WORK ORDER ->
Pick out every line in the data below that holds "twisted".

Records from a dataset
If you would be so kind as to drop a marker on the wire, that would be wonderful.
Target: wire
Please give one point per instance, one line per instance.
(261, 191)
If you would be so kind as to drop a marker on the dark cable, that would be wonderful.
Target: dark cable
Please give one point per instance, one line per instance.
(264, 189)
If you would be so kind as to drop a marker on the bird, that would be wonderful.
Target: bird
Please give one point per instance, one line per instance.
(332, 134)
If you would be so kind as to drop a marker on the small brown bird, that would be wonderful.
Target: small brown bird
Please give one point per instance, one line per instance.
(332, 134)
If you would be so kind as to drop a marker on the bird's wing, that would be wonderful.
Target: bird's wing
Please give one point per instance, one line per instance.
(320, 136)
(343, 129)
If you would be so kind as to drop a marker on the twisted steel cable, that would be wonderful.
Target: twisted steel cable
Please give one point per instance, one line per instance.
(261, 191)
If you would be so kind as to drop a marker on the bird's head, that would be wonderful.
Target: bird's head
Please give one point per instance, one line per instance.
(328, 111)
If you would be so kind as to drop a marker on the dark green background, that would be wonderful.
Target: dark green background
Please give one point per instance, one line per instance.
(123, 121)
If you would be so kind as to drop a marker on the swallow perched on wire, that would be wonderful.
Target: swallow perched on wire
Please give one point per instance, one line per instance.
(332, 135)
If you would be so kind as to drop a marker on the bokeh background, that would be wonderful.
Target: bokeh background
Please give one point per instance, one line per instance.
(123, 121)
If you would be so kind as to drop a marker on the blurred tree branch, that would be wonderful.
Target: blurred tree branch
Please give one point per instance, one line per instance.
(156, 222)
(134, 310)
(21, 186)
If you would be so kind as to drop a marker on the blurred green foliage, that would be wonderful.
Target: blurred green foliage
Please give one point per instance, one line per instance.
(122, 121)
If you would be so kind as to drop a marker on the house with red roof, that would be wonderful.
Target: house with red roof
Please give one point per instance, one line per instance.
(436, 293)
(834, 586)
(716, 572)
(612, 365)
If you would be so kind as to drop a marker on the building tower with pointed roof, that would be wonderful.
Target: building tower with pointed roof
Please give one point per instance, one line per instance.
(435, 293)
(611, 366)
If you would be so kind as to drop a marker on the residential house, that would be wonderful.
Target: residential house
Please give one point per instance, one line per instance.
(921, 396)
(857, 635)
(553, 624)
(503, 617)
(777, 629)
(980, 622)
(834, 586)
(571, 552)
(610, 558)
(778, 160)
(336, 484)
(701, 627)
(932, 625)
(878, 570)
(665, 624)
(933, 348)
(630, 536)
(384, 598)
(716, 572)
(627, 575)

* * *

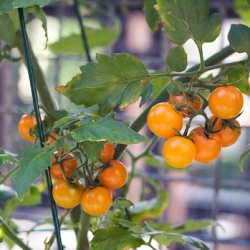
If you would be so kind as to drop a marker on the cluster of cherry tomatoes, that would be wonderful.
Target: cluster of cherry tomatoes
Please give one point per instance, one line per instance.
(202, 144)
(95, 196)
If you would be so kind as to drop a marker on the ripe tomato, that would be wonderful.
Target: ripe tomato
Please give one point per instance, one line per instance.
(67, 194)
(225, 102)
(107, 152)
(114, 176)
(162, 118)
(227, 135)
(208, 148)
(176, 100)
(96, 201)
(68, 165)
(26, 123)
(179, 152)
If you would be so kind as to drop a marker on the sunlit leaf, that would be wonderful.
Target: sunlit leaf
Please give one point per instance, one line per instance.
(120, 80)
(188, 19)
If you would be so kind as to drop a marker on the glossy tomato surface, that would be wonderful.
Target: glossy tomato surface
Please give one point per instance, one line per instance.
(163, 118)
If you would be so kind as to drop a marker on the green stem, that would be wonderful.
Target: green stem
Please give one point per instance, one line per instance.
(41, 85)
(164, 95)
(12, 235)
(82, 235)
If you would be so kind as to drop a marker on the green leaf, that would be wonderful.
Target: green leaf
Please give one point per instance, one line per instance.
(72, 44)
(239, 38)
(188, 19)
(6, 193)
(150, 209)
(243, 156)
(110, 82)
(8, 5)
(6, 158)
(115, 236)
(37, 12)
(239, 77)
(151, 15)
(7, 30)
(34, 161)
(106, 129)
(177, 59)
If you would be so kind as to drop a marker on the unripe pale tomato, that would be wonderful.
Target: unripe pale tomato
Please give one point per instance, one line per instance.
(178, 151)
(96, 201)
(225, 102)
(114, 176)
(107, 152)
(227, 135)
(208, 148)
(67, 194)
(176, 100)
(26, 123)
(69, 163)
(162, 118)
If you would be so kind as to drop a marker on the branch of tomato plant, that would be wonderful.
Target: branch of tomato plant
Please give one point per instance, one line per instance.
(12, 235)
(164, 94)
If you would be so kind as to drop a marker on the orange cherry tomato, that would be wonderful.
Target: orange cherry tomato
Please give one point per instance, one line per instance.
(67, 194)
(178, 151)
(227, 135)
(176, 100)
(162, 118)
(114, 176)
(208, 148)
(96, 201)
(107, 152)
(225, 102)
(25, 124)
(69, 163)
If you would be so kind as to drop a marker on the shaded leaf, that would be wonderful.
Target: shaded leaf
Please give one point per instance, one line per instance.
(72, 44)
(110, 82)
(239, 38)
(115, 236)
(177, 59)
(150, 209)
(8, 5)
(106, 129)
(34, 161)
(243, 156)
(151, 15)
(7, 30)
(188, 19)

RESPONSE BOX ->
If you would be so kind as to drop a marker on the twisted steel cable, that would be wonderful.
Target: twisted steel cable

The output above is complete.